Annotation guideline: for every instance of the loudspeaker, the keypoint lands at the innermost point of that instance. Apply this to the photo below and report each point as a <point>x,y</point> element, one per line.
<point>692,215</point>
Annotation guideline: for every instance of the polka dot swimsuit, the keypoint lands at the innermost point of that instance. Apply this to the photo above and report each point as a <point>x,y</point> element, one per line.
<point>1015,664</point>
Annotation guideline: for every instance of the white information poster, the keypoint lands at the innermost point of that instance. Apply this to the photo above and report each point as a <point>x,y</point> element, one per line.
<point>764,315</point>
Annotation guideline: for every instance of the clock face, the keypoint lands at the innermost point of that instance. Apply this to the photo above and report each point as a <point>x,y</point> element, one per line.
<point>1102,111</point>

==================================================

• [TASK DIRECTIONS] Output all of the data above without any alteration.

• [FINAL ANSWER]
Annotation guideline: for every instance of the loudspeaker, the keypoint lands at the innermost point of that instance. Apply this to the photo below and report each point as a <point>x,y</point> element, one per line.
<point>692,215</point>
Annotation guideline: for every instance of the polka dot swimsuit, the keypoint lands at the innermost point of that instance. Apply this to the photo above and report each point as a <point>x,y</point> element, one per line.
<point>1015,664</point>
Annotation guideline: for every instance of the white information poster, the keypoint lands at the innermost point of that instance. Apply this to the photo above and report each point as a <point>x,y</point> element, one per line.
<point>764,315</point>
Annotation guideline: for every instance of the clock face, the keypoint lands at the innermost point of that instance. Apply this to the photo above and report each point as a <point>x,y</point> element, one per line.
<point>1102,111</point>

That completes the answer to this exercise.